* PROBLEM DESCRIPTION *
Transcribe the records verbatim, images excluded.

__________________________________________________

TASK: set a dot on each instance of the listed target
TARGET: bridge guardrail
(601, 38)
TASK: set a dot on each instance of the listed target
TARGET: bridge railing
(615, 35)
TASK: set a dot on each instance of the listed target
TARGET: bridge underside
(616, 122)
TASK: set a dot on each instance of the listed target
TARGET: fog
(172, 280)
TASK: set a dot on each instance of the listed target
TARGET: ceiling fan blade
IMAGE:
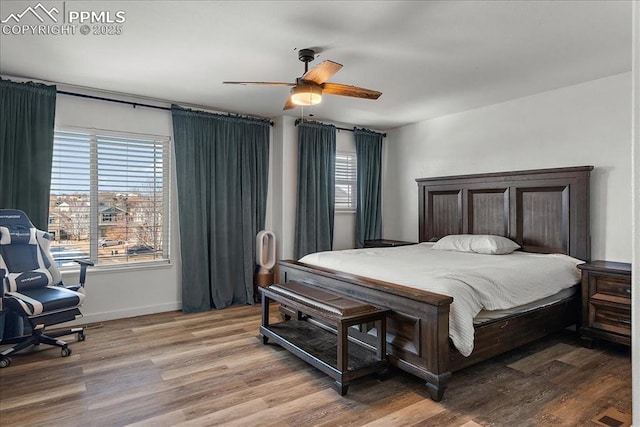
(260, 83)
(346, 90)
(289, 104)
(322, 72)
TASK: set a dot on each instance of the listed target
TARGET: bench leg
(265, 316)
(341, 387)
(343, 349)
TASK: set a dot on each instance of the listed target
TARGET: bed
(543, 211)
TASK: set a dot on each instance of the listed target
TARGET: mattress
(477, 282)
(486, 316)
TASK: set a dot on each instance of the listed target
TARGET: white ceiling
(428, 58)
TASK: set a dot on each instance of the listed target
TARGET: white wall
(584, 124)
(131, 291)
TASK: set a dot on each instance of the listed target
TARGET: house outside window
(109, 197)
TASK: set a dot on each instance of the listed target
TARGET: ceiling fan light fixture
(306, 95)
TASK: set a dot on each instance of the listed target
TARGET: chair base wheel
(4, 362)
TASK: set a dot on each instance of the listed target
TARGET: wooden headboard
(543, 210)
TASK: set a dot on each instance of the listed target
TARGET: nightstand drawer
(610, 285)
(610, 317)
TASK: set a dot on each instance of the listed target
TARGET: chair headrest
(16, 228)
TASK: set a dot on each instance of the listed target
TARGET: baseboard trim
(87, 319)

__________________________________________________

* RESULT OF THIS EXERCISE *
TASK: set a dot on each instance of the listed target
TARGET: bridge guardrail
(601, 38)
TASK: set a dot on each instance of the listed target
TARGET: bridge railing
(615, 35)
TASK: set a dot on each instance of the listed target
TARGET: bridge underside
(616, 122)
TASK: set a dot on each instance of the listed target
TARGET: fog
(172, 280)
TASK: set a dot on each instance of the listed target
TARGET: ceiling fan blade
IMAGE:
(260, 83)
(346, 90)
(289, 104)
(322, 72)
TASK: set a dot on each instance of the listed target
TARGET: bench leg
(265, 316)
(341, 387)
(343, 349)
TASK: set a dot on each instance of the listed target
TARGET: bed
(543, 211)
TASK: set a dot on each instance of the listed target
TARGET: mattress
(477, 282)
(486, 316)
TASK: set a dot on each instance of the listed target
TARGET: white ceiling
(428, 58)
TASK: set a dot on each instance of the listed target
TARGET: white wall
(584, 124)
(131, 291)
TASK: set a dot on each instance of the listed target
TARGET: house outside window
(109, 197)
TASK: set a dot on each instance of the listed target
TARGET: ceiling fan light fixture
(306, 95)
TASK: set a dot on each instance of the listed target
TARGET: chair base wheel
(4, 362)
TASK: set a dot on each instance of the listed target
TARGET: wooden headboard
(543, 210)
TASK: set a dot on each instance of the listed target
TARGET: nightstand drawer
(610, 285)
(610, 317)
TASK: set a dot on each instance of the listed target
TARGET: chair headrest
(16, 228)
TASK: set a dot on each instance of the listed target
TARGET: baseboard trim
(87, 319)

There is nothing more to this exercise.